Stored dataset items:
━━━

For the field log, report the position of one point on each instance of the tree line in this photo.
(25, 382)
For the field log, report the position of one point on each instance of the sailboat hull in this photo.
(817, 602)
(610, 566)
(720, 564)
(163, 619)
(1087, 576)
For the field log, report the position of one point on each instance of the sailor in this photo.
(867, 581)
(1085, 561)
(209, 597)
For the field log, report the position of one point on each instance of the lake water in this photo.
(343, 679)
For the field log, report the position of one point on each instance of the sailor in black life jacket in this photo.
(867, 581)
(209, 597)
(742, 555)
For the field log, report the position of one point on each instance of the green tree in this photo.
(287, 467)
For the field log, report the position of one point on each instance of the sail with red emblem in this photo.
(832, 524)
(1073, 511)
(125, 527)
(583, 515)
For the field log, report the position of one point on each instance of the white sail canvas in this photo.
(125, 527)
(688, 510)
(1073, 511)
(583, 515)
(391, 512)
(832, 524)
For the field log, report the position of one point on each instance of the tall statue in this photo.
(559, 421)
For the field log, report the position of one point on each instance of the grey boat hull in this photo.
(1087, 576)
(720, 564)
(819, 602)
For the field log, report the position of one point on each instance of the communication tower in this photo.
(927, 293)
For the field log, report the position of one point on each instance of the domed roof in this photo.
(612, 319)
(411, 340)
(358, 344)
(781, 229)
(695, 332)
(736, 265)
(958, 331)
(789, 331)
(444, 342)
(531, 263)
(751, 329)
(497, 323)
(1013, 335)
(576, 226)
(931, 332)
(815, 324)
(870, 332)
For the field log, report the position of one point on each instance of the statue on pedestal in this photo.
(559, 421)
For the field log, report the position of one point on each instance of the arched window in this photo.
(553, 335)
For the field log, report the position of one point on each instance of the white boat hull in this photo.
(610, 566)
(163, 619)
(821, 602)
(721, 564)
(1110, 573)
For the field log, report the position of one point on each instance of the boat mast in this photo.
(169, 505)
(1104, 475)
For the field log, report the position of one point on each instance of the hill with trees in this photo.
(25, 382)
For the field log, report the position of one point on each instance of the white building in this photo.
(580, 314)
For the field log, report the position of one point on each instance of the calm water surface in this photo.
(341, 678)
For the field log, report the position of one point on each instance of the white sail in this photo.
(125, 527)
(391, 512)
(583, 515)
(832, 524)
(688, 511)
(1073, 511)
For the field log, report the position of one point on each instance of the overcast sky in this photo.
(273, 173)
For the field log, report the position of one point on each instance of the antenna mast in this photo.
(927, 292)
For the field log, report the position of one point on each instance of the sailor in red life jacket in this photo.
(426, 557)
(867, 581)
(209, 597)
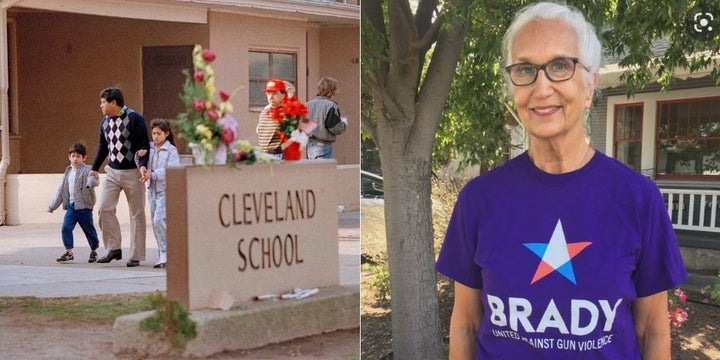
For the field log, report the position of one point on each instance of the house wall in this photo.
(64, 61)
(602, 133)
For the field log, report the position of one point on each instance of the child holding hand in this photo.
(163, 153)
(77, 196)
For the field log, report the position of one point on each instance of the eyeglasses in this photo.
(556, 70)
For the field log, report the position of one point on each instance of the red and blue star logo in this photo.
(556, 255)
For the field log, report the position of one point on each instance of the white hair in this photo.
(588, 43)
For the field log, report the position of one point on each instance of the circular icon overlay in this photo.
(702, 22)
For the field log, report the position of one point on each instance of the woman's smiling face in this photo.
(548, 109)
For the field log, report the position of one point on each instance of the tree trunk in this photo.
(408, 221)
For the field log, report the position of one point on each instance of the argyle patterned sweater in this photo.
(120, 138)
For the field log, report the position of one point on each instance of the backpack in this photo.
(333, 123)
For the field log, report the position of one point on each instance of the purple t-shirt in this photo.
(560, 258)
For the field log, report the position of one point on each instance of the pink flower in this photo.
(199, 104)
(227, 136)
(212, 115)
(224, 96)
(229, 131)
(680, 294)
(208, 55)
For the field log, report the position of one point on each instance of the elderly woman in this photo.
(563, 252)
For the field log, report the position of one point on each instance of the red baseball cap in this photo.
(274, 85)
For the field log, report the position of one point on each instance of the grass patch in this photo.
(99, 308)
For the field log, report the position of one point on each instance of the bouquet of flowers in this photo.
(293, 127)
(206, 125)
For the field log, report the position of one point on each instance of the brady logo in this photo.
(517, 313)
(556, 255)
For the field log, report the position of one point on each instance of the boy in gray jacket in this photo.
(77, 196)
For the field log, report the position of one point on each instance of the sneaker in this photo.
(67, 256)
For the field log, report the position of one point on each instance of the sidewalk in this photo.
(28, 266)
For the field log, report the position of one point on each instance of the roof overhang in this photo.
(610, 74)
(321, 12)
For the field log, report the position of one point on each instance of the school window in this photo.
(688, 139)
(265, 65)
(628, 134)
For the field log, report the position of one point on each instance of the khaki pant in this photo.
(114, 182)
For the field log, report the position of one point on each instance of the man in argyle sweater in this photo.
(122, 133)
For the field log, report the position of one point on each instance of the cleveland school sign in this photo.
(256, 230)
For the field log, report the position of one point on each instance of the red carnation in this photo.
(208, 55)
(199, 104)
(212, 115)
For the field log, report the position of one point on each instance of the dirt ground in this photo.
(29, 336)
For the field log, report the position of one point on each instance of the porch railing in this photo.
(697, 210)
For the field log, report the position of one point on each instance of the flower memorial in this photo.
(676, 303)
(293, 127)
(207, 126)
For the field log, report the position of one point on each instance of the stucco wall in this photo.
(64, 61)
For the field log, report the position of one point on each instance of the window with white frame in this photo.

━━━

_TASK DETAILS_
Can you change "field log" to "site report" throughout the items above and leave everything else as it is? Return only the text, without the images.

_TASK SOLUTION_
For the site report, report the position of one point on each instance of the tree line in this photo.
(25, 382)
For the site report, report the position of one point on each instance of the sailboat hull in this photo.
(817, 602)
(610, 566)
(720, 564)
(163, 619)
(1087, 576)
For the site report, report the position of one point on each instance of the sailor in this photo.
(867, 581)
(1085, 561)
(209, 597)
For the site report, report the position of one point on each instance of the lake water in this photo.
(343, 679)
For the site report, report the position of one point on each instance of the sailor in black life jacket in this photo.
(867, 581)
(209, 597)
(742, 555)
For the site report, report the position of one point on each instance of the green tree in this photo.
(287, 467)
For the site report, report the position of one point on each instance of the sail with red emblem in this photo.
(832, 524)
(1073, 511)
(125, 527)
(583, 515)
For the site report, report the position of one point on each instance of the white sail canvas in this photo.
(125, 527)
(688, 510)
(1073, 511)
(583, 515)
(391, 512)
(832, 524)
For the site report, report the position of one point on each instance of the tall statue in this photo.
(559, 421)
For the site report, report the position of one point on each instance of the grey boat hull in this photo.
(1087, 576)
(720, 564)
(819, 602)
For the site report, report the position of one point on each instance of the communication tower in this photo.
(927, 293)
For the site report, report the position of one point on each instance of the domed roof in this photo.
(612, 319)
(411, 340)
(358, 344)
(781, 229)
(695, 332)
(736, 265)
(958, 331)
(789, 331)
(444, 342)
(531, 263)
(751, 329)
(497, 323)
(1013, 335)
(576, 226)
(931, 332)
(815, 324)
(870, 332)
For the site report, report the position of one point on each instance of the statue on pedestal in this photo.
(559, 421)
For the site report, report the position of one point on each instance of the arched window in this photo.
(553, 335)
For the site report, report the position of one point on each instance of the white boat hull in this photo.
(610, 566)
(163, 619)
(821, 602)
(721, 564)
(1110, 573)
For the site report, report the position of one point on each instance of the boat mast in this photo.
(169, 505)
(1104, 475)
For the site report, report the position of one point on each instance of the hill with trees in this photo.
(25, 382)
For the site report, report the position of one point on each instance of the white building in this photo.
(580, 314)
For the site report, report the position of one point on each instance of the calm water surface in this photo.
(341, 678)
For the site report, report the position of one point on each instance of the white sail in this photo.
(125, 527)
(391, 512)
(583, 515)
(832, 524)
(688, 511)
(1073, 511)
For the site report, report the position of one point on each instance of the overcast sky in this photo.
(273, 173)
For the site report, report the position of one point on each instance of the antenna mast in this photo.
(927, 292)
For the site report, report the position of one point on each instance of the sailor in red life jacket in this photo.
(426, 557)
(867, 581)
(209, 597)
For the site report, report the position of one point on each instance of the house wall in this photo.
(64, 61)
(602, 133)
For the site report, report the position of one point on each instance of the child holding hand in this photo.
(163, 153)
(77, 196)
For the site report, report the position of one point on each instance of the eyeglasses in this photo.
(556, 70)
For the site report, report the position of one point on each instance of the red and blue star logo in this photo.
(556, 255)
For the site report, report the position of one point on each instance of the white hair in this photo.
(588, 43)
For the site report, report the position of one point on each instance of the circular icon overlay in this photo.
(702, 22)
For the site report, report the position of one point on each instance of the woman's smiling face in this photo.
(548, 109)
For the site report, report the position of one point on each instance of the tree trunk in this photo.
(408, 221)
For the site report, report the position of one point on each instance of the argyle patterned sweater in this photo.
(120, 138)
For the site report, report the position of one point on each instance of the backpack in this photo.
(333, 123)
For the site report, report the position of one point on each instance of the purple t-shirt in this photo.
(560, 258)
For the site report, report the position of one point on each instance of the pink flower in this photo.
(199, 104)
(227, 136)
(212, 115)
(224, 96)
(229, 131)
(680, 294)
(208, 55)
For the site report, report the position of one point on each instance of the elderly woman in this photo.
(563, 252)
For the site report, report the position of one point on each instance of the red baseball cap in this photo.
(274, 85)
For the site report, report the position of one point on each instance of the grass patch in this photo.
(99, 308)
For the site report, report the position of one point on each instance of the bouquet of flowers in this photo.
(293, 127)
(206, 125)
For the site report, report the position of one point on each instance of the brady logo in this photo.
(517, 313)
(556, 255)
For the site report, report the position of one point on each instance of the boy in gray jacket in this photo.
(77, 196)
For the site report, report the position of one point on each instance of the sneaker in this photo.
(67, 256)
For the site report, report the position of one point on each instance of the sidewalk in this photo.
(28, 266)
For the site report, report the position of one point on each instance of the roof overhang in this photo.
(610, 74)
(321, 12)
For the site report, report the position of one point on each instance of the school window in this photo.
(688, 139)
(265, 65)
(628, 134)
For the site report, report the position of one point on each instance of the khaki pant in this photo.
(114, 182)
For the site report, report the position of one point on each instance of the man in argyle sweater in this photo.
(122, 133)
For the site report, report the position of one point on each instance of the cleveland school sign in this photo.
(256, 230)
For the site report, report the position of one point on each instance of the red carnation in this photo.
(208, 55)
(199, 104)
(212, 115)
For the site report, report the position of one point on each instance of the dirt ground in this photo.
(29, 336)
For the site report, report the position of one point on each instance of the porch railing in this photo.
(697, 210)
For the site report, report the position of one point on each instance of the flower memorial in this photo.
(676, 303)
(293, 127)
(207, 126)
For the site report, report the position of one point on each instance of the stucco wall in this photo.
(64, 61)
For the site report, report the position of one point on each instance of the window with white frame in this photo.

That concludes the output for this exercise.